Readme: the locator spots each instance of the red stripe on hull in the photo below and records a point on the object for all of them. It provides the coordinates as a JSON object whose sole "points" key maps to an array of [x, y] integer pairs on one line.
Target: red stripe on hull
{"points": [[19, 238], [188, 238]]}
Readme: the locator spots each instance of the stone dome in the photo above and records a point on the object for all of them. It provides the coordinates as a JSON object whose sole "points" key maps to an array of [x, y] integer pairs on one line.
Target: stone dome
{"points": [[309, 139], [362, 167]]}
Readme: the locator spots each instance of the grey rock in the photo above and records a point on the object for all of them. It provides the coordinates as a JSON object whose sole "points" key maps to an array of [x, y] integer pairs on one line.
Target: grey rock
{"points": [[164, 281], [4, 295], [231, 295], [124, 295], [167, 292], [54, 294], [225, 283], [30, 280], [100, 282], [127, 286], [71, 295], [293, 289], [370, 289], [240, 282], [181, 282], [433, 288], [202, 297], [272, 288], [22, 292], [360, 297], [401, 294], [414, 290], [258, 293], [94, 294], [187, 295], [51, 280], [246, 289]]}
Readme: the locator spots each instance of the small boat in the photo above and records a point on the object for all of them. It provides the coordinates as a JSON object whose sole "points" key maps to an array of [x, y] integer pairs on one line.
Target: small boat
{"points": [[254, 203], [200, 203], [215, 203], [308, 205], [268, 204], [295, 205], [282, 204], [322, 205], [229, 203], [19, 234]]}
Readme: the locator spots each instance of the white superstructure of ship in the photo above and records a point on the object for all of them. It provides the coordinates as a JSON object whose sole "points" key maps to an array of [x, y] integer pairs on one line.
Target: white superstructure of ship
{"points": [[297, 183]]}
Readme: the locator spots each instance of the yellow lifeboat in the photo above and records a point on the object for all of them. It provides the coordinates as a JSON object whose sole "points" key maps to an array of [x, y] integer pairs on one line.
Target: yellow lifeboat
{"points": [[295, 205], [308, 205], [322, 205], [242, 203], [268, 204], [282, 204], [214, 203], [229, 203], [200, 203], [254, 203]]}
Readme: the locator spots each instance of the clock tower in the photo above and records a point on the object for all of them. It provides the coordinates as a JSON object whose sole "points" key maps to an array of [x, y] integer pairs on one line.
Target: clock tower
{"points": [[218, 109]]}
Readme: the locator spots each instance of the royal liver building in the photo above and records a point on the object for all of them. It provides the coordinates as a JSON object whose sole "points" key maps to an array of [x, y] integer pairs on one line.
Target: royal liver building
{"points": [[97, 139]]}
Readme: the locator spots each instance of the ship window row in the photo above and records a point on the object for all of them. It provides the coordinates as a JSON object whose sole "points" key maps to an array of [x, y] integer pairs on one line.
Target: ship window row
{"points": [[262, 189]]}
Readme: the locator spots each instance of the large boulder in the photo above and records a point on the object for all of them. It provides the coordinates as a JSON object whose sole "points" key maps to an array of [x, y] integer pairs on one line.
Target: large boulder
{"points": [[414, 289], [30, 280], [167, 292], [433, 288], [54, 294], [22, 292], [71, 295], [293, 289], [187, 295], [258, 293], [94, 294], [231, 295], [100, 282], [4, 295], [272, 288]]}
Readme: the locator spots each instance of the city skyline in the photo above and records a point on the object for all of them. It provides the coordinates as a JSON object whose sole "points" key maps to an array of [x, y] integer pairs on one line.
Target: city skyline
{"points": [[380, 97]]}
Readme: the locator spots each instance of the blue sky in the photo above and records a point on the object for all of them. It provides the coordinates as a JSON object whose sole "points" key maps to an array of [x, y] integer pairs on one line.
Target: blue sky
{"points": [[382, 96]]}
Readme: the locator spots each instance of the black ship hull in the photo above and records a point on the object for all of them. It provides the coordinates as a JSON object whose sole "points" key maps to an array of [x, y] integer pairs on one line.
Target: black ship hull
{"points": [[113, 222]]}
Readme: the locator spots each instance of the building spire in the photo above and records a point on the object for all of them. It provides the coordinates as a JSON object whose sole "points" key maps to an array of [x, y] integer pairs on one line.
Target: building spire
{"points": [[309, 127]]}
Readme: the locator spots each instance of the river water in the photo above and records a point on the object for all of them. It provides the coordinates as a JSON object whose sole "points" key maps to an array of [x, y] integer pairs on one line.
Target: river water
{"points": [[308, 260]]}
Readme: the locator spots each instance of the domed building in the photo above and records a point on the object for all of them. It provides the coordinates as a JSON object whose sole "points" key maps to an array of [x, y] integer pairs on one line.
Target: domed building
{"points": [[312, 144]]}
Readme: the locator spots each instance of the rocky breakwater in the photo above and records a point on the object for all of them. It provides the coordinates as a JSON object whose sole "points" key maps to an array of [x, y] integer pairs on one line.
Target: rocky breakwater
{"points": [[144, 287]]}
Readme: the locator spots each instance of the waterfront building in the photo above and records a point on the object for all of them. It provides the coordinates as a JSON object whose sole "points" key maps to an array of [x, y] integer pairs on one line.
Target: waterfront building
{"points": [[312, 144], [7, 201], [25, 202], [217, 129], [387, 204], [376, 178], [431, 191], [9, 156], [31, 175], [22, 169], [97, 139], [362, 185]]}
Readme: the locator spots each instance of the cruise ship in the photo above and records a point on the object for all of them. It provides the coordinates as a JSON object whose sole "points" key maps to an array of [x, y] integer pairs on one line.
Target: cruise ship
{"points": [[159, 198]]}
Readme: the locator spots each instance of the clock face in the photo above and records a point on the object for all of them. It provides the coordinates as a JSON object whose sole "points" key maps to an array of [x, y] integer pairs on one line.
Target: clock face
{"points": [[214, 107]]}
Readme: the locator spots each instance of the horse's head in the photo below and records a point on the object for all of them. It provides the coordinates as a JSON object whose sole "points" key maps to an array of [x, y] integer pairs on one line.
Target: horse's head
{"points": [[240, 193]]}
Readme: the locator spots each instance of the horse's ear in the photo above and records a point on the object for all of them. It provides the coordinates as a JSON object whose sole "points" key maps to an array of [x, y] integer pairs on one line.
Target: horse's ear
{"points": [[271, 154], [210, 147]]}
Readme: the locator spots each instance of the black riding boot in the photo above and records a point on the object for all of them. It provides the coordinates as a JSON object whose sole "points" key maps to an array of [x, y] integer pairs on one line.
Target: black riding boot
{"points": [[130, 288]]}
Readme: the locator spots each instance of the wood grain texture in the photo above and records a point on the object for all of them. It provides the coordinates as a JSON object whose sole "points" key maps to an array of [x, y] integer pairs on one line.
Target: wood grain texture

_____

-- WRITTEN PROBLEM --
Copy all of the rows above word for word, line by line.

-- FINISHED TASK --
Readme: the locator spots each instance of the red stripe on hull in the photo below and records a point on the object for all of them. It provides the coordinates as a JSON object whose sole "points" key maps to an array of [x, y] integer pairs on one line.
Target: red stripe on hull
{"points": [[19, 238], [188, 238]]}
Readme: the locator spots each instance of the stone dome in the photo above and records a point on the object for all of them. It provides the coordinates as a JSON object whose sole "points" key maps to an array of [x, y] integer pairs on one line.
Target: stone dome
{"points": [[309, 139], [362, 167]]}
Readme: the locator spots each instance of the grey rock in the photo above and records a point on the object for all of them. It provides the coordinates as a JSON object whose sole "points" key maps to an array of [x, y] integer pairs on one line.
Target: grey rock
{"points": [[164, 281], [4, 295], [231, 295], [124, 295], [167, 292], [54, 294], [225, 283], [30, 280], [100, 282], [127, 286], [71, 295], [293, 289], [370, 289], [240, 282], [181, 282], [433, 288], [202, 297], [272, 288], [22, 292], [360, 297], [401, 294], [414, 290], [258, 293], [94, 294], [187, 295], [51, 280], [246, 289]]}
Readme: the locator spots each instance of the small boat in the photo above and records a point on the object for all of them. It provides the coordinates as a JSON object whose sole "points" key maps to an array of [x, y] integer pairs on one line.
Target: small boat
{"points": [[254, 203], [200, 203], [215, 203], [308, 205], [268, 204], [295, 205], [282, 204], [322, 205], [229, 203], [19, 234]]}
Readme: the locator spots each instance of the white superstructure of ship in the photo above and records a point on the object for all of them. It provides the coordinates as a JSON object whose sole "points" key maps to an array of [x, y] integer pairs on one line.
Target: white superstructure of ship
{"points": [[297, 183]]}
Readme: the locator spots each instance of the yellow lifeboat in the photo above and records a point on the object for all of them. It provides the coordinates as a JSON object whose sole "points" key maps to an array of [x, y] integer pairs on one line.
Target: yellow lifeboat
{"points": [[295, 205], [308, 205], [322, 205], [242, 203], [268, 204], [282, 204], [214, 203], [229, 203], [200, 203], [254, 203]]}
Readme: the locator spots each instance of the clock tower in the photo above and records a point on the object for all of them. It provides the coordinates as a JSON object whose sole "points" key maps to an array of [x, y] integer pairs on one line.
Target: clock tower
{"points": [[218, 109]]}
Readme: the locator spots each instance of the royal liver building in the photo above and records a point on the object for all of them. It provides the coordinates as a JSON object whose sole "points" key maps to an array of [x, y] integer pairs on one line.
Target: royal liver building
{"points": [[97, 139]]}
Readme: the locator spots each instance of the ship window row in the photo above and records a point on the object for all of them. It provides the coordinates as a JSON object whose sole "points" key maps to an array of [x, y] integer pairs on one line.
Target: ship window row
{"points": [[262, 189]]}
Readme: the locator spots each instance of the large boulder in the photo above and records a point on the object for all of them. It provides the coordinates as a JSON object whose sole "points" key maps to an array of [x, y] integer pairs on one line.
Target: large boulder
{"points": [[414, 289], [30, 280], [167, 292], [433, 288], [54, 294], [22, 292], [71, 295], [293, 289], [187, 295], [258, 293], [94, 294], [231, 295], [100, 282], [4, 295], [272, 288]]}
Readme: the locator spots each instance of the city skyline in the photo above and records a point on the object for all of them. It provides the coordinates as a JSON object whose sole "points" key maps to an array of [x, y] integer pairs on one line.
Target: city skyline
{"points": [[380, 97]]}
Readme: the locator spots each instance of the blue sky in the photo above and records a point on the object for all of them. It provides the coordinates as a JSON object whose sole "points" key maps to an array of [x, y] integer pairs on one line.
Target: blue sky
{"points": [[382, 96]]}
Readme: the locator spots each instance of the black ship hull in the photo above and records a point on the object for all of them. It provides the coordinates as a JSON object whose sole "points" key maps to an array of [x, y] integer pairs on one line.
Target: black ship hull
{"points": [[113, 222]]}
Readme: the locator spots each instance of the building spire in the photo above and records a point on the object for all of them. It provides the coordinates as a JSON object whose sole "points" key maps to an array of [x, y] integer pairs on one line.
Target: building spire
{"points": [[309, 127]]}
Readme: the locator spots each instance of the river water in the photo above and records a point on the object for all of them. It provides the coordinates as a JSON object whose sole "points" key maps to an array of [x, y] integer pairs on one line.
Target: river water
{"points": [[308, 260]]}
Readme: the locator spots each instance of the domed building in the photo above and records a point on the object for all of them. It provides the coordinates as a JSON object whose sole "points" key maps to an array of [x, y] integer pairs on one line.
Target: domed building
{"points": [[312, 144]]}
Readme: the locator spots each instance of the rocky breakwater in the photo above and records a point on the object for all of them. It provides the coordinates as a JSON object whose sole "points" key maps to an array of [x, y] integer pairs on one line.
Target: rocky breakwater
{"points": [[144, 287]]}
Readme: the locator spots each instance of the waterfront building in the photo above and records a point on the object for all of them. It provides the coordinates as a JSON object whose sole "points" key maps to an array of [x, y] integer pairs on one line.
Target: waterfront building
{"points": [[312, 144], [7, 201], [25, 202], [217, 129], [387, 204], [376, 178], [431, 191], [9, 156], [31, 175], [22, 169], [97, 139], [362, 185]]}
Readme: the locator spots each instance of the cruise ship in the photo above and records a point on the object for all of them. It provides the coordinates as a JSON object whose sole "points" key maps to an array of [x, y] integer pairs on one line.
Target: cruise ship
{"points": [[159, 198]]}
Readme: the locator spots each instance of the clock face in the photo above and records a point on the object for all of them. It provides the coordinates as a JSON object whose sole "points" key maps to an array of [x, y] integer pairs on one line.
Target: clock face
{"points": [[214, 107]]}
Readme: the locator spots each instance of the horse's head in the photo below and records a point on the object for all of them. It provides the coordinates as a JSON object whose sole "points" key maps to an array of [x, y] integer pairs on one line.
Target: horse's head
{"points": [[240, 193]]}
Readme: the locator spots each instance of the horse's ear in the photo above and records a point on the object for all of them. It provides the coordinates as a JSON object whose sole "points" key maps to an array of [x, y] integer pairs on one line.
Target: horse's ear
{"points": [[271, 154], [210, 147]]}
Readme: the locator spots each instance of the black riding boot in the photo above and records a point on the object for all of them. It provides the coordinates as a JSON object whose sole "points" key maps to an array of [x, y] integer pairs on one line.
Target: black riding boot
{"points": [[130, 288]]}
Readme: the locator spots each instance of the wood grain texture in the photo above and records a point on the object for all of them. It provides the coordinates as a JSON object whose sole "points" key maps to an array of [x, y] integer pairs on one line.
Target: wood grain texture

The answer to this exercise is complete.